A questa domanda non si può certo rispondere con una definizione di morte ma con una definizione dell´uomo e di cos´è una vita «umana». In altre parole, il problema della nostra morte si è spostato dalla scienza (che ha il ruolo di definire i criteri per determinare la morte in base alle sue conoscenze) alla bioetica (che ha il compito di stabilire un equilibrio fra applicazione delle conoscenze della scienza e vita dell´uomo). La scienza continua a spostare i limiti della morte, ma al di là di questi confini non c´è la nostra esistenza naturale, in cui noi amiamo, ci emozioniamo, pensiamo, soffriamo; quella che noi medici difendiamo con tutte le nostre energie, la nostra intelligenza e il nostro amore.
C´è un limbo opaco e inquietante a metà fra la non-morte e la non-vita. Va ricordato che la bioetica è nata nel 1970 con Von Potter che, nel suo "Bioethics: a bridge to the future", sostiene che l´etica deve ispirarsi alla biologia dell´uomo e si dichiara preoccupato dello sviluppo di tecnologie che alterano gli equilibri dell´esistenza umana. Una tempesta si è abbattuta su questi equilibri con l´introduzione della vita artificiale, cioè quando a metà del secolo scorso sono state introdotte nei reparti di rianimazione delle macchine in grado di mantenere l´ossigenazione del sangue e il battito del cuore, anche se le funzioni cerebrali sono cessate.
Nasce così l´incubo della vita artificiale, come esito non voluto dei progressi della tecnologia. Per millenni l´uomo ha avuto paura di morire per le guerre, le malattie, le carestie, invece negli ultimi decenni ha iniziato a sviluppare una nuova paura che è ancora agli esordi del suo manifestarsi: la paura di vivere oltre il limite naturale della biologia. Molti si stanno rendendo conto della progressiva invasione della tecnologia nella vita umana fino a spostarne i confini all´infinito. Ha ragione l´Osservatore Romano: i principi del rapporto di Harvard che ha introdotto i criteri neurologici nella definizione di morte (da allora basata non solo sull´arresto cardiocircolatorio, ma anche sull´encefalogramma piatto), se non superati, sono in evoluzione. Troveremo altri criteri più sofisticati forse, e tecnologie ancora più potenti, ma dovremo allora rinunciare alla morte? È una prospettiva agghiacciante, che si associa all´immagine di un esercito crescente di corpi vegetanti chiusi nelle loro prigioni.

---*---

Consegne:
**A)** Nel brano sulla bioetica, in che anno e con chi è nata la bioetica?
**B)** Prosegui il brano sulla bioetica a partire dall'ultima frase riportata.

---*---

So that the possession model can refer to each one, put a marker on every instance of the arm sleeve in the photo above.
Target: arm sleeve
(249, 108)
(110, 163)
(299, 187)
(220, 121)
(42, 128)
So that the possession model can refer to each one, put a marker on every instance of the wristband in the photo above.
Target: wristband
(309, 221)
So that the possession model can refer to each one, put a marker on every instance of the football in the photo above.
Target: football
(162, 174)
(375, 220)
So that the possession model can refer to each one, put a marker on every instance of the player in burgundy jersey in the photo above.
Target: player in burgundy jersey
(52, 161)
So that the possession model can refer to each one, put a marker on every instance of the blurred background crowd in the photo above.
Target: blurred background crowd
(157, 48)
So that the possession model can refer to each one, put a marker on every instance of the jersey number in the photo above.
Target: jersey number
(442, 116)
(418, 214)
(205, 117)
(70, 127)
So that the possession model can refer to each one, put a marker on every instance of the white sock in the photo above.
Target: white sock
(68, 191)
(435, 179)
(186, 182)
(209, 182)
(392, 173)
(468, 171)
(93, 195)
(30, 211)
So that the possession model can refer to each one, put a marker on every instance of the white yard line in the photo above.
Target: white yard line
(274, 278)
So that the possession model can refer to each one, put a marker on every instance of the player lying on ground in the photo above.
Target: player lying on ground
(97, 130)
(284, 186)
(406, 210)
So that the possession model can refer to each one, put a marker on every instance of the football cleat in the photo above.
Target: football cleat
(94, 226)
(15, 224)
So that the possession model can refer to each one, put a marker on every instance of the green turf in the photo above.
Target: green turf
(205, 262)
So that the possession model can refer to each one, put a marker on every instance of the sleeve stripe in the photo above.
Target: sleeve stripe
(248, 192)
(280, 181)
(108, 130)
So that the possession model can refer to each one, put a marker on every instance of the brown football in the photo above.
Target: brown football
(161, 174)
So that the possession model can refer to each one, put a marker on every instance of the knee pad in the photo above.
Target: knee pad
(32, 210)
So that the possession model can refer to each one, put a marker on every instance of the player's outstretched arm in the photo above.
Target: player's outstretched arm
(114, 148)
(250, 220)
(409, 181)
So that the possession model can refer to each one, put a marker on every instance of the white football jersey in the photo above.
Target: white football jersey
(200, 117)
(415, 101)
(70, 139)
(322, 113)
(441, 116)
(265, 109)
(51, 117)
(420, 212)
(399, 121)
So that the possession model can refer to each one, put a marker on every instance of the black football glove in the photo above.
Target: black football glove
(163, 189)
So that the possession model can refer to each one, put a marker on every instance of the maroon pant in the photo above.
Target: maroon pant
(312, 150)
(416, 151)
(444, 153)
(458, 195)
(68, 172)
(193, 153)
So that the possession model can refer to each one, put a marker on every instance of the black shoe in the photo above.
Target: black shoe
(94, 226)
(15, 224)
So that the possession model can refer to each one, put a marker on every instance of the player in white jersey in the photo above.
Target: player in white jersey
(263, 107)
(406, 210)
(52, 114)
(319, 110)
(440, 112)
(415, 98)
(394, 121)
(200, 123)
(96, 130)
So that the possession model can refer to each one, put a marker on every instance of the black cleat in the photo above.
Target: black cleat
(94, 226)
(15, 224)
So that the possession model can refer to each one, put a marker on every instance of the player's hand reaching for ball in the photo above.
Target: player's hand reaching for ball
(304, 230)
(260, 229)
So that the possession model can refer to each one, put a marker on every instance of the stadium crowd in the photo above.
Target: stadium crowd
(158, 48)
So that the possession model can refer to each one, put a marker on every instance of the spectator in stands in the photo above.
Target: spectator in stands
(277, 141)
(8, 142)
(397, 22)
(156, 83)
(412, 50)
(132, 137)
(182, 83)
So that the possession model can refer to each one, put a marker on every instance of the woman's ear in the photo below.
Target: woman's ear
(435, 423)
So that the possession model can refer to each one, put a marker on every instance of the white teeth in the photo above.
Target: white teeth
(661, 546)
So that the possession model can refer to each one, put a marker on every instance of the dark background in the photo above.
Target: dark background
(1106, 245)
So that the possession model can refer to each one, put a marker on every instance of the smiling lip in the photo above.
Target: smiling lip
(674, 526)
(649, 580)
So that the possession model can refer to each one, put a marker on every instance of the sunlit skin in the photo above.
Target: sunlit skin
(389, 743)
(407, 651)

---*---

Risposte:
**A)** Nel 1970, con Von Potter.

**B)**
Come fare allora a ritrovare la nostra morte? Ritorniamo a Hans Jonas e riflettiamo sul concetto di vita. La svolta alla definizione di vita è venuta a fine ´900, quando è stata identificata la vita biologica con il pensiero: se l´elettroencefalogramma è piatto, non c´è attività cerebrale e dunque non c´è vita. In Italia l´introduzione dei criteri neurologici per accertare la morte (sulla base dei parametri di Harvard) avvenne nel 1969 e nel 1970, con due decreti che poi vennero incorporati in una legge relativa al prelievo e al trapianto d´organo nel 1975.
Se i parametri di Harvard fossero superati e se effettivamente, dal punto di vista fisiopatologico, la morte cerebrale non provocasse la disintegrazione del corpo, ciò che non viene né superato né messo in discussione è l´irreversibilità dello stato che la morte cerebrale provoca. Per fare un esempio concreto pensiamo a Terry Schiavo, il caso americano che ha infiammato le cronache internazionali perché, dopo grandi polemiche, la sua vita artificiale fu interrotta. Ebbene, all´autopsia il cervello di Terry è risultato completamente devastato per cui è dimostrato che la ragazza non vedeva, non sentiva, non provava né fame né sete, né null´altro. La ricerca scientifica ci offre dei parametri certi, come appunto la morte cerebrale, oltre i quali la vita irreversibilmente non sarà mai più quella che noi conosciamo e chiamiamo vita. Dovrebbe spettare ad ognuno di noi decidere che fare.